Task directions:
Each entry in the block below needs to be copied out exactly.

Records drawn from a dataset:
★ ★ ★ ★

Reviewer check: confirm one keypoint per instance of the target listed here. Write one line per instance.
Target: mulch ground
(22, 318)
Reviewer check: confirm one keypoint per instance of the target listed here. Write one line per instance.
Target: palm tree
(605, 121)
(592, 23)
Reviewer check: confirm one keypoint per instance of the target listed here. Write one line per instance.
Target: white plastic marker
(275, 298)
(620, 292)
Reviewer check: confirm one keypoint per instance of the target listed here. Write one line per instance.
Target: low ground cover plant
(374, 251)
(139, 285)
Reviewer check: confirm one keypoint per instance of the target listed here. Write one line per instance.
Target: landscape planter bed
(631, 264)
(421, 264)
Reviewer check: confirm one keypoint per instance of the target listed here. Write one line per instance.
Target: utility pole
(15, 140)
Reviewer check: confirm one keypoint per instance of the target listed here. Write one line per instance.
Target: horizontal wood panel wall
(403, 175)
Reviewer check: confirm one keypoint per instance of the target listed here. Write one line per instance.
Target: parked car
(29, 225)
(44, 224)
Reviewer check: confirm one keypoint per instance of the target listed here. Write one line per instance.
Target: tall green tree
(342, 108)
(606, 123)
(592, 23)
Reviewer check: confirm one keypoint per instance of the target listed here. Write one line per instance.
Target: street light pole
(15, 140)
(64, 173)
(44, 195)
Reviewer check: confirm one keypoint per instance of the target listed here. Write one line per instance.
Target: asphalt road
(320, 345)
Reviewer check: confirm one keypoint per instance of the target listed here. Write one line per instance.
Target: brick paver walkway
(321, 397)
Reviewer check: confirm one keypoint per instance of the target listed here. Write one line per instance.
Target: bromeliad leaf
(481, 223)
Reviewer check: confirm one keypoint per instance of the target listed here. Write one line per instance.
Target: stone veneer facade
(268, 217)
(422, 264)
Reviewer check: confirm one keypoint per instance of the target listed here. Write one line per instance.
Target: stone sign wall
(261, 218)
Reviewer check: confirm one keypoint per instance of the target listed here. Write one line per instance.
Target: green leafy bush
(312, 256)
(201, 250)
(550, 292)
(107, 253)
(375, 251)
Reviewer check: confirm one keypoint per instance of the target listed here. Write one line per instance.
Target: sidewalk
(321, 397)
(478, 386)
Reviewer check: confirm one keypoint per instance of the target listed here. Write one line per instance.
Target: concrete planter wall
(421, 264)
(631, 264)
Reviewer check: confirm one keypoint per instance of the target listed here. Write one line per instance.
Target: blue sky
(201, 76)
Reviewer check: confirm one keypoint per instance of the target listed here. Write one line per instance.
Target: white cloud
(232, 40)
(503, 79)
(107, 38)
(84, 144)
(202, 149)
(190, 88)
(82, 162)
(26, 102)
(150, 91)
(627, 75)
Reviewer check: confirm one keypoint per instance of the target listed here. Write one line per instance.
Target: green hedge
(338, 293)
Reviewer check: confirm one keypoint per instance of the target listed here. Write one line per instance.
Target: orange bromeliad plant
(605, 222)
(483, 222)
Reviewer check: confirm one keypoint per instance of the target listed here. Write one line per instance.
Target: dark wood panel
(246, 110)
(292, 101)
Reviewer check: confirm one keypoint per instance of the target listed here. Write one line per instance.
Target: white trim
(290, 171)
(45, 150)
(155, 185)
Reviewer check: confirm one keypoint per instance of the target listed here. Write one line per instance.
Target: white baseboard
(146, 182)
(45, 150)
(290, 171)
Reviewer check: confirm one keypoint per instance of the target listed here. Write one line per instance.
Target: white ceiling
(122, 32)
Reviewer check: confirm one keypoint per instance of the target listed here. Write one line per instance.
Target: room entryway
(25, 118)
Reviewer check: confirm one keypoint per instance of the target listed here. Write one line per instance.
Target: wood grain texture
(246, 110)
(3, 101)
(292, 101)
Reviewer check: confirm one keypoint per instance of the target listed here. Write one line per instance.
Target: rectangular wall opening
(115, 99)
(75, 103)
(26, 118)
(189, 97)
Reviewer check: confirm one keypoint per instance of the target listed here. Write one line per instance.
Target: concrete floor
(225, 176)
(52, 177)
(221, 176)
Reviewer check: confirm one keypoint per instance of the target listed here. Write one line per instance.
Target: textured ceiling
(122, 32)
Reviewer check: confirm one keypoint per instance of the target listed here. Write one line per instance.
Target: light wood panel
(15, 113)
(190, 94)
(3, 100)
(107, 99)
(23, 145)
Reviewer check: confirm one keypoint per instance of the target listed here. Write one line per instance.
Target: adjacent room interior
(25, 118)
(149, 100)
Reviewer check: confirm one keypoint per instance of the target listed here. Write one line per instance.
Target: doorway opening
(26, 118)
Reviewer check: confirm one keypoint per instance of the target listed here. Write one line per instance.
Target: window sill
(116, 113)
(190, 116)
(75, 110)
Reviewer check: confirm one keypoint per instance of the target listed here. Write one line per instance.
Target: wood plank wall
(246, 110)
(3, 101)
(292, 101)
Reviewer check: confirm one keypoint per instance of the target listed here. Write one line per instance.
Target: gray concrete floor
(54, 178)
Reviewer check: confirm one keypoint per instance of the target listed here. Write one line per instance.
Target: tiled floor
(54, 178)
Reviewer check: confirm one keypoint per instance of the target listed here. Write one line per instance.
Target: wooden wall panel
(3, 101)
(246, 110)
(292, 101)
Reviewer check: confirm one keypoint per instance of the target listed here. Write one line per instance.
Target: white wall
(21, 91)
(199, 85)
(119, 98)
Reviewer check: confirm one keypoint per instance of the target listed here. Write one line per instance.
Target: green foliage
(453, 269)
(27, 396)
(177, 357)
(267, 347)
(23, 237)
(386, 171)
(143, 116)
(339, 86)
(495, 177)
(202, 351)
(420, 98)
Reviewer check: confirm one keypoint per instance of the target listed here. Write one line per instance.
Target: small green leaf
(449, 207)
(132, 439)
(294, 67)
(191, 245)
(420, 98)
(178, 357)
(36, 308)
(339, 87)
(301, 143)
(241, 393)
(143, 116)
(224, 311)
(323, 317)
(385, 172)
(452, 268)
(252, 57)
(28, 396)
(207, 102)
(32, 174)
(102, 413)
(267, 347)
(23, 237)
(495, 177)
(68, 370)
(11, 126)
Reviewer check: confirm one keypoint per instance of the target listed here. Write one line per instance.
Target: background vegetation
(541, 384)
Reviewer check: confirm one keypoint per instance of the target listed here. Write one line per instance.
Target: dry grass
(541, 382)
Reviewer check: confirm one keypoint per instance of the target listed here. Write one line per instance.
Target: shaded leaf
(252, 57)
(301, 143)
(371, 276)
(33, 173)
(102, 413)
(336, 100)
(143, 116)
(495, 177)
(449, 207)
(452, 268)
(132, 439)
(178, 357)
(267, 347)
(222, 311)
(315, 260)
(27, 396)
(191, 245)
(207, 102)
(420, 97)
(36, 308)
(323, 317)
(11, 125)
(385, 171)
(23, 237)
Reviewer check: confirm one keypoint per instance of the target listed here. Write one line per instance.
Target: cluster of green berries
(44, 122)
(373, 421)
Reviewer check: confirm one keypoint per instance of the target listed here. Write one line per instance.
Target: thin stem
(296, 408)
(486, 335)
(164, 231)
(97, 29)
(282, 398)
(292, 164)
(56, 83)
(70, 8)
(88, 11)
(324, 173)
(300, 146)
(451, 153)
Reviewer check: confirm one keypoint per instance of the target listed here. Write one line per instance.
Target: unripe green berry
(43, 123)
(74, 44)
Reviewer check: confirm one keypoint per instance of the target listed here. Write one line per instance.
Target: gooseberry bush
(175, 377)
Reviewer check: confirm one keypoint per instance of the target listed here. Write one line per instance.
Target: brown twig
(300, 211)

★ ★ ★ ★

Answer space:
Reviewer check: confirm one keypoint per instance of the target listed here. Write one line per instance.
Target: mulch ground
(22, 318)
Reviewer check: confirm one keypoint per instance of the target listed here. Write one line per instance.
Target: palm tree
(605, 121)
(592, 23)
Reviewer check: confirm one keypoint per instance of the target listed here. Write one line per instance.
Target: white plastic marker
(275, 298)
(620, 292)
Reviewer check: confirm one keypoint per instance of the target listed here. Write one line per instance.
Target: low ground cover plant
(374, 251)
(139, 285)
Reviewer check: confirm one keypoint per instance of the target listed here. Write one line per instance.
Target: landscape planter bed
(631, 264)
(421, 264)
Reviewer check: confirm one keypoint per instance of the target listed here. Write one line per instance.
Target: utility pole
(15, 140)
Reviewer check: confirm one keypoint per instance of the target listed here. Write one line per instance.
Target: horizontal wood panel wall
(403, 175)
Reviewer check: confirm one keypoint per instance of the target listed here. Write one line per instance.
Target: parked car
(29, 225)
(44, 224)
Reviewer check: confirm one keypoint per instance of the target listed here. Write one line per instance.
Target: tall green tree
(342, 108)
(606, 123)
(592, 23)
Reviewer check: confirm one keypoint per instance of the target listed here. Write one line per instance.
Target: street light pole
(15, 140)
(64, 173)
(44, 195)
Reviewer check: confirm one keypoint per instance of the target listed here. Write one line per instance.
Target: asphalt road
(320, 345)
Reviewer check: confirm one keypoint per instance of the target listed here. Write one line per instance.
Target: brick paver walkway
(321, 397)
Reviewer check: confirm one keypoint per instance of the target listed here. Write one line per instance.
Target: bromeliad leaf
(481, 223)
Reviewer check: confirm one keypoint per instance of the target listed here. Write one line per instance.
Target: stone veneer facade
(268, 217)
(422, 264)
Reviewer check: confirm one keypoint per instance of the target listed here. Write one line per instance.
Target: stone sign wall
(261, 218)
Reviewer check: confirm one keypoint per instance of the target listed here. Write one line per instance.
Target: green leafy bush
(312, 256)
(201, 250)
(550, 292)
(107, 253)
(375, 251)
Reviewer check: confirm one keypoint per instance of the target listed here. Write one line per instance.
Target: sidewalk
(321, 397)
(478, 386)
Reviewer check: confirm one keypoint per instance of the target listed here. Write one line per instance.
Target: concrete planter wall
(421, 264)
(631, 264)
Reviewer check: confirm one keypoint per instance of the target listed here. Write one line per instance.
Target: blue sky
(201, 76)
Reviewer check: confirm one keypoint per instance of the target listed here. Write one line per instance.
Target: white cloud
(232, 40)
(503, 79)
(107, 38)
(84, 144)
(202, 149)
(190, 88)
(82, 162)
(26, 102)
(150, 91)
(627, 75)
Reviewer check: confirm one keypoint per instance of the target listed here. Write one line per instance.
Target: green hedge
(338, 293)
Reviewer check: confirm one keypoint per instance of the target listed here. Write one line per instance.
Target: orange bromeliad plant
(605, 222)
(483, 222)
Reviewer check: confirm one keypoint per instance of the target listed here. Write one line per instance.
Target: dark wood panel
(246, 110)
(292, 101)
Reviewer check: confirm one keypoint per instance of the target listed here. Write one line per instance.
Target: white trim
(290, 171)
(45, 150)
(155, 185)
Reviewer check: confirm one keypoint per instance of the target listed here. Write one line per instance.
Target: white baseboard
(146, 182)
(45, 150)
(290, 171)
Reviewer check: confirm one keypoint per instance of the target listed here. Write one line per instance.
Target: white ceiling
(122, 32)
Reviewer check: confirm one keypoint per instance of the target listed here. Write one line per instance.
Target: room entryway
(25, 118)
Reviewer check: confirm one keypoint per instance of the target listed here. Write one line per instance.
Target: wood grain texture
(246, 110)
(3, 101)
(292, 101)
Reviewer check: confirm one keypoint per instance of the target listed here. Write one line per instance.
Target: rectangular wall opening
(115, 99)
(75, 103)
(26, 118)
(189, 97)
Reviewer check: confirm one keypoint per instance of the target listed here. Write one line per instance.
Target: concrete floor
(225, 176)
(52, 177)
(221, 176)
Reviewer check: confirm one keypoint per instance of the target listed here. Write one line per instance.
Target: textured ceiling
(122, 32)
Reviewer check: confirm one keypoint per instance of the target listed here. Write one line per instance.
Target: light wood panel
(15, 113)
(190, 94)
(3, 100)
(107, 99)
(23, 145)
Reviewer check: confirm one keypoint per instance of the target listed here. Write one line per instance.
Target: adjacent room interior
(25, 118)
(149, 100)
Reviewer check: confirm one keypoint per instance of the target listed here. Write one line per instance.
Target: doorway opening
(26, 118)
Reviewer check: confirm one keypoint per instance of the target listed here. Write one line per instance.
Target: window sill
(116, 113)
(190, 116)
(75, 110)
Reviewer check: confirm one keypoint per instance of the target listed here. Write one line per instance.
Target: wood plank wall
(246, 110)
(3, 101)
(292, 101)
Reviewer check: confirm one keypoint per instance of the target listed here. Write one line per instance.
Target: gray concrete floor
(54, 178)
Reviewer check: confirm one keypoint per instance of the target listed here. Write one line per instance.
Target: tiled floor
(54, 178)
Reviewer check: confirm one keypoint per instance of the target listed here. Write one line per instance.
Target: wooden wall panel
(3, 101)
(246, 110)
(292, 101)
Reviewer check: confirm one keypoint per instance of the target listed here. Write one line per instance.
Target: white wall
(21, 91)
(199, 85)
(119, 98)
Reviewer check: confirm one keypoint per instance of the target listed here. Write one line per instance.
Target: green foliage
(453, 269)
(27, 396)
(177, 357)
(267, 347)
(23, 237)
(386, 171)
(143, 116)
(339, 86)
(495, 177)
(202, 351)
(420, 98)
Reviewer check: confirm one keypoint per instance of the target listed here. Write one line per instance.
Target: small green leaf
(449, 207)
(132, 439)
(294, 67)
(191, 245)
(420, 98)
(178, 357)
(36, 308)
(339, 87)
(301, 143)
(241, 393)
(143, 116)
(224, 311)
(323, 317)
(385, 172)
(452, 268)
(252, 57)
(28, 396)
(207, 102)
(32, 174)
(102, 413)
(267, 347)
(23, 237)
(495, 177)
(68, 370)
(11, 126)
Reviewer check: confirm one keypoint per instance of the target listed here. Write one line per instance.
Target: background vegetation
(541, 384)
Reviewer check: confirm one keypoint per instance of the target listed here. Write one line per instance.
Target: dry grass
(541, 382)
Reviewer check: confirm one keypoint per instance of the target listed here. Write one line per instance.
Target: shaded leaf
(252, 57)
(301, 143)
(371, 276)
(33, 173)
(102, 413)
(336, 100)
(143, 116)
(495, 177)
(449, 207)
(452, 268)
(132, 439)
(178, 357)
(267, 347)
(222, 311)
(315, 260)
(27, 396)
(191, 245)
(207, 102)
(420, 97)
(36, 308)
(323, 317)
(11, 125)
(385, 171)
(23, 237)
Reviewer check: confirm one keypoint per instance of the target listed here. Write one line per instance.
Target: cluster of green berries
(44, 122)
(373, 421)
Reviewer check: confirm one keypoint per instance of the target listed here. Write one line per instance.
Target: thin stem
(296, 408)
(486, 335)
(164, 231)
(97, 29)
(282, 398)
(292, 164)
(56, 83)
(70, 8)
(88, 11)
(324, 173)
(300, 146)
(451, 153)
Reviewer check: confirm one keypoint per instance of the target listed here. Write one line per instance.
Target: unripe green berry
(43, 123)
(74, 44)
Reviewer check: confirm one keypoint per instance of the target listed here. Write one line per instance.
Target: gooseberry bush
(175, 377)
Reviewer check: confirm one keypoint per instance of the target listed here. Write one line per instance.
Target: brown twig
(300, 211)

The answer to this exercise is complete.